* REQUIREMENT: Please print the data again exactly as given.

........

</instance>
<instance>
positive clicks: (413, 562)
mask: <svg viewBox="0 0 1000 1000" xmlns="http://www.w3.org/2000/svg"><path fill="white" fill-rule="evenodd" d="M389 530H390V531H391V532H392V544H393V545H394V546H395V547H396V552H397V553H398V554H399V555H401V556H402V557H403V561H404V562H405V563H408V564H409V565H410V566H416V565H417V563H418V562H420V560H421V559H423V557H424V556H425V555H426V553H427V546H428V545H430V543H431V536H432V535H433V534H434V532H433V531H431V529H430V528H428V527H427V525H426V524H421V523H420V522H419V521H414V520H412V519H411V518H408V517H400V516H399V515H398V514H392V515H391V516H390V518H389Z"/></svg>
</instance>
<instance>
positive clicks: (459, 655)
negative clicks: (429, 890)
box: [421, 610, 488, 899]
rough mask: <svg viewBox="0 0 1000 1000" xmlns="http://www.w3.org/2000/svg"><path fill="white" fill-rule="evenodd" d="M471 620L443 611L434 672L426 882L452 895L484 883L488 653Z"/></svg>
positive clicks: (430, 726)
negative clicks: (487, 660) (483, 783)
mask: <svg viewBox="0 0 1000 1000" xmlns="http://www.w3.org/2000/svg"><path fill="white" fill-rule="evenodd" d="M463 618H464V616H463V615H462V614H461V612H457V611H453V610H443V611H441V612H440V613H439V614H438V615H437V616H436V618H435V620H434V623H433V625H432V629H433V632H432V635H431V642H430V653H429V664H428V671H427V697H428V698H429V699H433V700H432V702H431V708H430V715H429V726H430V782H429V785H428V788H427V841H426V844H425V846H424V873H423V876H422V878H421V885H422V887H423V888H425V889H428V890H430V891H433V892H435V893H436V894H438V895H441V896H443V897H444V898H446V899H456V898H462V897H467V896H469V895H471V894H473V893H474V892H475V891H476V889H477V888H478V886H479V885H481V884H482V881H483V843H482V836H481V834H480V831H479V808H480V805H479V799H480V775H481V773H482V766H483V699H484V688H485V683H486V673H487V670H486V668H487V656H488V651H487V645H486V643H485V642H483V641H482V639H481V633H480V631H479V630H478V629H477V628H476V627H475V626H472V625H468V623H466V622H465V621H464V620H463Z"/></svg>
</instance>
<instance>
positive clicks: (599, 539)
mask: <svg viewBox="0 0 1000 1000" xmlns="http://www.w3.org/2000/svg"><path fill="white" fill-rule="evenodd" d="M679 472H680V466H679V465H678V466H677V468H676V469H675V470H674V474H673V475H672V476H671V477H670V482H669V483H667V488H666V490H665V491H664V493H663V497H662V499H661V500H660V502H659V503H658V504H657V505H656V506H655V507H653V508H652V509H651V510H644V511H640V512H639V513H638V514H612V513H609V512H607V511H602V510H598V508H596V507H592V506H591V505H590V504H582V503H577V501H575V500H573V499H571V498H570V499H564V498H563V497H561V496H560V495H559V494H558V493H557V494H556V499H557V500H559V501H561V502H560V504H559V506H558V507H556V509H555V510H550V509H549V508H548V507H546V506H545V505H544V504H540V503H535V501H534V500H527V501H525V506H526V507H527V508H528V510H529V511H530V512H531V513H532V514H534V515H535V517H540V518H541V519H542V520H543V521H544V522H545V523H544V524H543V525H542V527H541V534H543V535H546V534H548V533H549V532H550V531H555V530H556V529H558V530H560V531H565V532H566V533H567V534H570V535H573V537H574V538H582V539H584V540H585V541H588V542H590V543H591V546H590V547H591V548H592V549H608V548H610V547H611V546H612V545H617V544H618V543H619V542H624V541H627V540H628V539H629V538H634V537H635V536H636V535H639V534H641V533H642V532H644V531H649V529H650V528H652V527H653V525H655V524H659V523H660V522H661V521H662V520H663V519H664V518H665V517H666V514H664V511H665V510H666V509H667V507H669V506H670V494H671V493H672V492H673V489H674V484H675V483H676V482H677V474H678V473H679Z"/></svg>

........

* ANSWER SPACE:
</instance>
<instance>
positive clicks: (413, 562)
mask: <svg viewBox="0 0 1000 1000" xmlns="http://www.w3.org/2000/svg"><path fill="white" fill-rule="evenodd" d="M389 530H390V531H391V532H392V544H393V545H394V546H395V547H396V552H397V553H398V554H399V555H401V556H402V557H403V561H404V562H405V563H408V564H409V565H410V566H416V565H417V563H418V562H420V560H421V559H423V557H424V556H425V555H426V553H427V546H428V545H430V543H431V536H432V535H433V534H434V532H433V531H431V529H430V528H428V527H427V525H426V524H421V523H420V522H419V521H414V520H412V519H411V518H408V517H400V516H399V515H398V514H392V515H391V516H390V518H389Z"/></svg>
</instance>
<instance>
positive clicks: (459, 655)
negative clicks: (429, 890)
box: [421, 610, 488, 899]
rough mask: <svg viewBox="0 0 1000 1000" xmlns="http://www.w3.org/2000/svg"><path fill="white" fill-rule="evenodd" d="M471 620L443 611L434 672L426 882L452 895L484 883L488 653Z"/></svg>
positive clicks: (430, 726)
negative clicks: (487, 660) (483, 783)
mask: <svg viewBox="0 0 1000 1000" xmlns="http://www.w3.org/2000/svg"><path fill="white" fill-rule="evenodd" d="M463 618H464V616H463V615H462V614H461V612H457V611H453V610H443V611H441V612H440V613H439V614H438V615H437V616H436V618H435V620H434V623H433V625H432V629H433V632H432V635H431V642H430V653H429V664H428V671H427V697H428V698H429V699H433V700H432V702H431V708H430V715H429V726H430V782H429V785H428V788H427V841H426V844H425V846H424V873H423V876H422V878H421V885H422V887H423V888H425V889H428V890H430V891H433V892H435V893H436V894H438V895H441V896H443V897H444V898H446V899H456V898H462V897H467V896H469V895H471V894H473V893H474V892H475V891H476V889H477V888H478V886H479V885H481V884H482V881H483V843H482V836H481V834H480V831H479V808H480V805H479V799H480V775H481V773H482V766H483V699H484V688H485V683H486V673H487V670H486V668H487V656H488V651H487V645H486V643H485V642H483V641H482V639H481V633H480V631H479V630H478V629H477V628H476V627H475V626H472V625H468V623H466V622H465V621H464V620H463Z"/></svg>
</instance>
<instance>
positive clicks: (599, 539)
mask: <svg viewBox="0 0 1000 1000" xmlns="http://www.w3.org/2000/svg"><path fill="white" fill-rule="evenodd" d="M679 472H680V466H679V465H678V466H677V468H676V469H675V470H674V474H673V475H672V476H671V477H670V482H669V483H667V488H666V490H665V491H664V493H663V497H662V499H661V500H660V502H659V503H658V504H657V505H656V506H655V507H653V508H652V509H651V510H644V511H640V512H639V513H638V514H612V513H609V512H607V511H602V510H598V508H596V507H592V506H591V505H590V504H582V503H577V501H575V500H573V499H571V498H570V499H564V498H563V497H561V496H560V495H559V494H558V493H557V494H556V499H557V500H559V501H561V502H560V504H559V506H558V507H556V509H555V510H550V509H549V508H548V507H546V506H545V505H544V504H540V503H535V501H534V500H527V501H525V506H526V507H527V508H528V510H529V511H530V512H531V513H532V514H534V515H535V517H540V518H541V519H542V520H543V521H544V522H545V523H544V524H543V525H542V527H541V534H543V535H546V534H548V533H549V532H550V531H555V530H556V529H558V530H560V531H565V532H566V533H567V534H570V535H573V537H574V538H582V539H584V540H585V541H588V542H590V543H591V546H590V547H591V548H592V549H608V548H610V547H611V546H612V545H617V544H618V543H619V542H624V541H627V540H628V539H629V538H634V537H635V536H636V535H639V534H641V533H642V532H644V531H649V529H650V528H652V527H653V525H655V524H659V523H660V522H661V521H662V520H663V519H664V518H665V517H666V514H664V511H665V510H666V509H667V507H669V506H670V494H671V493H672V492H673V489H674V484H675V483H676V482H677V474H678V473H679Z"/></svg>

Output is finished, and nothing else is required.